◆ **Given passage**:
━━━

I’ve spent months debating whether or not to write about why I’m not voting for Hillary Clinton. Honestly, I have mostly put off this blog post due to laziness. I knew that this post alone would take a long time to write, with considerable research necessary. I also knew that to do justice to the topic of Hillary Clinton, I would also need to write a second post on how sexism has affected her campaign (both now and back in 2008).
But as a feminist quite passionate about politics, I’ve finally decided to attempt this massive undertaking.
I usually make necessary reminders of my comment policy at the conclusion of my blog posts. However, considering the wildly misogynistic comments I’ve read and heard regarding Hillary Clinton, I feel compelled to issue this reminder at the beginning of my blog post. I do not permit name-calling. I do not permit misogyny. Furthermore, I require respect for both me and for anyone else who comments. Finally, I am quite capable of discerning between genuine questioning/disagreement and coded remarks not made in good faith. I have zero qualms about blacklisting the IP addresses of the latter.
With that rather lengthy introduction out of the way, let’s jump into why I cannot vote for Hillary Clinton.
tl;dr President Bill Clinton is why I cannot vote for Hillary Clinton for president
I’m sure other people have similar simplistic reasons. Like they don’t think we need another Clinton in the White House, period, just like we don’t need another Bush in the White House.
Or they worry that Hillary Clinton as president would be Bill Clinton’s de facto second presidency. While that particular line of thought is on the sexist side, this is honestly the first time in American history when a former First Lady has a chance to become president. Hillary Clinton has already suggested that she would have Bill Clinton work to revitalize the American economy. This role for the first First Gentleman is a far cry from the usual First Lady roles of meeting with other heads of states and promoting agreeable causes like literacy (Barbara Bush) and beautification of public spaces (Lady Bird Johnson).

━━━

◆ **Set of tasks**:
[A] Reproduce the blog post about Hillary Clinton word for word, starting with "But as a feminist" and going on through "of the latter.".
[B] Write the next part of the blog post about Hillary Clinton, beginning right after its final sentence.

◆ **Material provided**:
━━━

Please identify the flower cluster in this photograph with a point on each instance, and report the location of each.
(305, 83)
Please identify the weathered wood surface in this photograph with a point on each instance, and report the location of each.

━━━

◆ **The answers**:
[A]
But as a feminist quite passionate about politics, I’ve finally decided to attempt this massive undertaking.
I usually make necessary reminders of my comment policy at the conclusion of my blog posts. However, considering the wildly misogynistic comments I’ve read and heard regarding Hillary Clinton, I feel compelled to issue this reminder at the beginning of my blog post. I do not permit name-calling. I do not permit misogyny. Furthermore, I require respect for both me and for anyone else who comments. Finally, I am quite capable of discerning between genuine questioning/disagreement and coded remarks not made in good faith. I have zero qualms about blacklisting the IP addresses of the latter.

[B]
But my concern is quite different.
At the very least, Bill Clinton admitted to his “affair” with Monica Lewinsky. While a president engaging in sexual activity with an intern doesn’t quite meet the legal definition of sexual harassment according to the EEOC, it would be grounds for termination pretty much anywhere else. With a power differential that great, I would highly question how consensual any sexual activity would be.
But Bill Clinton’s sexual relationship with Monica Lewinsky, consensual or otherwise, is just the tip of the iceberg.
Juanita Broaddrick has alleged, repeatedly, that Bill Clinton raped her in 1978, when he was running for governor of Arkansas.
I was 35 years old when Bill Clinton, Ark. Attorney General raped me and Hillary tried to silence me. I am now 73….it never goes away.
— Juanita Broaddrick (@atensnut) January 6, 2016
Trigger Warning: All of the following links include detailed descriptions of rape and traumatic aftermath.
I am the first to admit that three of these sources have a conservative bias. But Vox tends to be liberal media, and they linked to both the MRCTV video and the ShadowGov transcript. Slate is also liberal, but that article states the facts while explaining how the same facts can be interpreted two ways.
Juanita Broaddrick’s accusation against Bill Clinton is the most credible, as well as the one with the most sources. However, the earliest accusation of sexual assault dates back to 1969, when Bill Clinton was a college student. He was hardly a powerful man who might attract a false accusation.
Furthermore, when a man has a long list of accusations of sexual harassment, sexual assault, and rape against him, I think it’s safe to conclude that at least some of them must be true.
The Silence of Feminists and Democrats Now
And yet so many feminists (and Democrats) today are largely silent on the question of whether or not the potential First Gentleman is a rapist. However, I appreciate the honesty of the author in the piece below.
I’m going to quote a lot from this article, because she articulates so many important points.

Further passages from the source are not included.